- EXERCISE REQUIREMENTS
Can you pick up the TextBrewer GeneralDistiller documentation after its final sentence and carry it on?

##### GIVEN TEXT #####

If you want to provide a lr scheduler, DON’T USE scheduler , use scheduler_class and scheduler_args instead. Example:

from transformers import get_linear_schedule_with_warmup
distiller.train(optimizer, scheduler_class = get_linear_schedule_with_warmup, scheduler_args= {'num_warmup_steps': 100, 'num_training_steps': 1000})

GeneralDistiller

class textbrewer.GeneralDistiller(train_config, distill_config, model_T, model_S, adaptor_T, adaptor_S, custom_matches: Optional[List[textbrewer.distiller_utils.CustomMatch]] = None)[source]

Supports intermediate features matching. Recommended for single-teacher single-task distillation.

Parameters
  • train_config (TrainingConfig) – training configuration.

  • distill_config (DistillationConfig) – distillation configuration.

  • model_T (torch.nn.Module) – teacher model.

  • model_S (torch.nn.Module) – student model.

  • adaptor_T (Callable) – teacher model’s adaptor.

  • adaptor_S (Callable) – student model’s adaptor.

  • custom_matches (list) – supports more flexible user-defined matches (testing).

The roles of adaptor_T and adaptor_S are explained in adaptor().

train(optimizer, dataloader, num_epochs=None, scheduler_class=None, scheduler_args=None, scheduler=None, max_grad_norm=-1.0, num_steps=None, callback=None, batch_postprocessor=None, **args)

trains the student model.

Parameters
  • optimizer – optimizer.

  • dataloader – dataset iterator.

  • num_epochs (int) – number of training epochs.

  • num_steps (int) – number of training steps. If it is not None, distiller will ignore num_epochs and trains for num_steps, and dataloader can have an unkonwn size, i.e., has no __len__ attribute. Dataloader will be cycled automatically after iterating over the whole dataset.

##### RAW RECORDS #####

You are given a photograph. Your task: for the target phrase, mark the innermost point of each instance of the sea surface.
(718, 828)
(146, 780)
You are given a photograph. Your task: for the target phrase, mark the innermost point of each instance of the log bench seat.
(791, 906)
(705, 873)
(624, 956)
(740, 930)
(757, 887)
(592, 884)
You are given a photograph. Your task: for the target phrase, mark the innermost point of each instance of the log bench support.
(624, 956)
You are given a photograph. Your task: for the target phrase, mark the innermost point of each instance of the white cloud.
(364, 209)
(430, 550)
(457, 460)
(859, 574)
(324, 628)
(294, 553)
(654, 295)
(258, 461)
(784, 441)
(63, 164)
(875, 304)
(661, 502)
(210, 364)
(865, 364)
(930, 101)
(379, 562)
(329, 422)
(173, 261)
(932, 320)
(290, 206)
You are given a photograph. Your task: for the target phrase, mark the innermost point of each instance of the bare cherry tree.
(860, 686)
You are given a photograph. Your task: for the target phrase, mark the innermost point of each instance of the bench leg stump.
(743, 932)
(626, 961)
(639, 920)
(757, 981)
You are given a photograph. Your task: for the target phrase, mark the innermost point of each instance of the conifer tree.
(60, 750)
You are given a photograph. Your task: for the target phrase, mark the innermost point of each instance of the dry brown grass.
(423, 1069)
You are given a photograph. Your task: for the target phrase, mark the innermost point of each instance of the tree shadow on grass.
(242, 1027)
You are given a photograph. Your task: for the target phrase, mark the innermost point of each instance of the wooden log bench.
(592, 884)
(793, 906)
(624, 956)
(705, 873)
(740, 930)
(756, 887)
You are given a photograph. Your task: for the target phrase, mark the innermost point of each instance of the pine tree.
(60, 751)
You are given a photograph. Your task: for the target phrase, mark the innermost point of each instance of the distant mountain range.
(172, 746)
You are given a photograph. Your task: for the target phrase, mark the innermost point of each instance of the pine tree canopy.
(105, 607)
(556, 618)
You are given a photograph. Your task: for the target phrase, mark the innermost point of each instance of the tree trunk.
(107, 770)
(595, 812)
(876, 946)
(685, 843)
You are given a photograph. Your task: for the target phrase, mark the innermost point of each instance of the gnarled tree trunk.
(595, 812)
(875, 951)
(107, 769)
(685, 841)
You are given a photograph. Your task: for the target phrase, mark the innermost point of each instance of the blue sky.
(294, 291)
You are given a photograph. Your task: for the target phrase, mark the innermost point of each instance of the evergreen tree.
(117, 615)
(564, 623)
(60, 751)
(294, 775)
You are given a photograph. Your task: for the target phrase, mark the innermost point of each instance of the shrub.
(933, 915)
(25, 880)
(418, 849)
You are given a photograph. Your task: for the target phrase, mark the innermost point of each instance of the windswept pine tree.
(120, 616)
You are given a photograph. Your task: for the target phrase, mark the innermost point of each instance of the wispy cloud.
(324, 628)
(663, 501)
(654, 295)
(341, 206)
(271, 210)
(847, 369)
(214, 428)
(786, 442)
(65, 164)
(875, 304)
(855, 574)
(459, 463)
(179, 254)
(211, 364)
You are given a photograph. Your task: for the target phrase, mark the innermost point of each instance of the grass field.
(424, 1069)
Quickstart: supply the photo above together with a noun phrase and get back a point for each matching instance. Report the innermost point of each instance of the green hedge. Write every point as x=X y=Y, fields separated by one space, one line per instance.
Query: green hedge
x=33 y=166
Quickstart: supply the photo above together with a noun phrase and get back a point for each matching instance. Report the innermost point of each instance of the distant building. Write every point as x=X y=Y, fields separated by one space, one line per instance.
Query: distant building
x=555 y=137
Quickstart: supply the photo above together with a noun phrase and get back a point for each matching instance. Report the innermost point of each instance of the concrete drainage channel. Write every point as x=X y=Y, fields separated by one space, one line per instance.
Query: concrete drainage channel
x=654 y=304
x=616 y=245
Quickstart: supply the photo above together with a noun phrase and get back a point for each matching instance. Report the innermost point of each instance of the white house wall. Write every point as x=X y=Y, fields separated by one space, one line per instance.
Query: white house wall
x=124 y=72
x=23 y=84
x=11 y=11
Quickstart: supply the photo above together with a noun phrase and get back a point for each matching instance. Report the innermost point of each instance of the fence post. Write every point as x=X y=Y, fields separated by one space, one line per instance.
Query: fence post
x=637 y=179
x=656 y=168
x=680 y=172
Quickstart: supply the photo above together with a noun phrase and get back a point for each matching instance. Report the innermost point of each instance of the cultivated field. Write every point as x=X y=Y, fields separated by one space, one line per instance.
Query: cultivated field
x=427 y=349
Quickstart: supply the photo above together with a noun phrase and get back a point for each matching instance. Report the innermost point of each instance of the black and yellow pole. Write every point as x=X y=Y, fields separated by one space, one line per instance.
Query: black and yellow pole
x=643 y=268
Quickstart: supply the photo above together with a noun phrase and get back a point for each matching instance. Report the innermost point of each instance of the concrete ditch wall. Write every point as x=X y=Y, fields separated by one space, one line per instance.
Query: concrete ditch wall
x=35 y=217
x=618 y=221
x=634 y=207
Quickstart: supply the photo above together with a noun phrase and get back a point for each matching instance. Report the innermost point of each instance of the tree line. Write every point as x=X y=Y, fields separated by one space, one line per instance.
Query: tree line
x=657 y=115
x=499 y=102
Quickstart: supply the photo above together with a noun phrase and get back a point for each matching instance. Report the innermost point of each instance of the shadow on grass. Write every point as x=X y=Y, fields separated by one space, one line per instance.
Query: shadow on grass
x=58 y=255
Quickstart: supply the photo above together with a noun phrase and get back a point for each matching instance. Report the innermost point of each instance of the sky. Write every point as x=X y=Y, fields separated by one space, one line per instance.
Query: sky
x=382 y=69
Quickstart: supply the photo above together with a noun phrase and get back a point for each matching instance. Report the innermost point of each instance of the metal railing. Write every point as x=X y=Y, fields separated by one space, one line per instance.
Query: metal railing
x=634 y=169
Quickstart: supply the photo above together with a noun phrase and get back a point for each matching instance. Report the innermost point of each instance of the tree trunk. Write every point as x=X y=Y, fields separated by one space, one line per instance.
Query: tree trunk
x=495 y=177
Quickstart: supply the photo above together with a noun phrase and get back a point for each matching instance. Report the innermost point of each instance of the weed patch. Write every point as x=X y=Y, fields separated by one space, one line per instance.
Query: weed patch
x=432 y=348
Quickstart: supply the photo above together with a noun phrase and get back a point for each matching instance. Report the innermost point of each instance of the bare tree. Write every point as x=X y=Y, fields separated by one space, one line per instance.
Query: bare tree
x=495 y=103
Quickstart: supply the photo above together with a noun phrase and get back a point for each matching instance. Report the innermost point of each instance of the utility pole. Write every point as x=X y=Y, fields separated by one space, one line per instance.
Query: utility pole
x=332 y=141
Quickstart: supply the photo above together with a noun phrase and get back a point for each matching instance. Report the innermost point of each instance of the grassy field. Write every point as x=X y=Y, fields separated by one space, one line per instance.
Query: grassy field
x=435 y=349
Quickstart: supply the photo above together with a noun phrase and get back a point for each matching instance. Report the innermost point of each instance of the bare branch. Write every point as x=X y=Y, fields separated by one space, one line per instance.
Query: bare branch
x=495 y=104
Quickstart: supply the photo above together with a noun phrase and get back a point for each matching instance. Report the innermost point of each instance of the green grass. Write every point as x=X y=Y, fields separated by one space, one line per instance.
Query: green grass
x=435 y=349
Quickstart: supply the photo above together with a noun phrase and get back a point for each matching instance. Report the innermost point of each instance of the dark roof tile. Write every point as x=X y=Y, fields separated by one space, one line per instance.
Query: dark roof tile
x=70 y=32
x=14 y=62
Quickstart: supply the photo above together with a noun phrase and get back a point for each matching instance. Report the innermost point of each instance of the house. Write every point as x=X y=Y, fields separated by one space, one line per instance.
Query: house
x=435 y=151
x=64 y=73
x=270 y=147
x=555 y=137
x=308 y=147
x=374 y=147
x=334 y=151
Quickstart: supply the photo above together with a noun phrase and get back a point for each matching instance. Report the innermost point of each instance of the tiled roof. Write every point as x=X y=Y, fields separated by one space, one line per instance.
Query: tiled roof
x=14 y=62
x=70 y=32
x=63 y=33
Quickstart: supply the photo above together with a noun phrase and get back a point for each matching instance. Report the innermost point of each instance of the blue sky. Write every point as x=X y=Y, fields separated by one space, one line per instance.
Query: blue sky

#####

- THE ANSWER
  • callback (Callable) – function called after each epoch, can be None. It is called as callback(model=self.model_S, step = global_step). It can be used to evaluate the model at each checkpoint.

  • batch_postprocessor (Callable) – a function for post-processing batches. It should take a batch and return a batch. Its output is fed to the models and adaptors.

  • scheduler_class (class) – the class of the scheduler to be constructed.

  • scheduler_args (dict) – arguments (excluding optimizer) passed to the scheduler_class to construct the scheduler object. See the example below.

  • scheduler (deprecated) – used to adjust learning rate, optional, can be None, is deprecated in favor of scheduler_class and scheduler_args.

  • max_grad_norm (float) – Maximum norm for the gradients (-1 means no clipping). Default: -1.0

  • **args – additional arguments fed to the model.

Note

  • If the batch is a list or tuple, model is called as: model(*batch, **args). Make sure the order of elements in the batch matches their order in model.forward.

  • If the batch is a dict, model is called as: model(**batch,**args). Make sure the keys of the batch match the arguments of the model.forward.

Note

If you want to provide a lr scheduler, DON’T USE scheduler , use scheduler_class and scheduler_args instead. Example:

from transformers import get_linear_schedule_with_warmup
distiller.train(optimizer, scheduler_class = get_linear_schedule_with_warmup, scheduler_args= {'num_warmup_steps': 100, 'num_training_steps': 1000})

MultiTeacherDistiller

class textbrewer.MultiTeacherDistiller(train_config, distill_config, model_T, model_S, adaptor_T, adaptor_S)[source]

Distills multiple teacher models (of the same tasks) into a student model. It doesn’t support intermediate feature matching.

Parameters
  • train_config (TrainingConfig) – training configuration.

  • distill_config (DistillationConfig) – distillation configuration.

  • model_T (List[torch.nn.Module]) – list of teacher models.

  • model_S (torch.nn.Module) – student model.

  • adaptor_T (Callable) – teacher model’s adaptor.

  • adaptor_S (Callable) – student model’s adaptor.

The roles of adaptor_T and adaptor_S are explained in adaptor().

train(self, optimizer, scheduler, dataloader, num_epochs, num_steps=None, callback=None, batch_postprocessor=None, **args)

trains the student model. See BasicDistiller.train().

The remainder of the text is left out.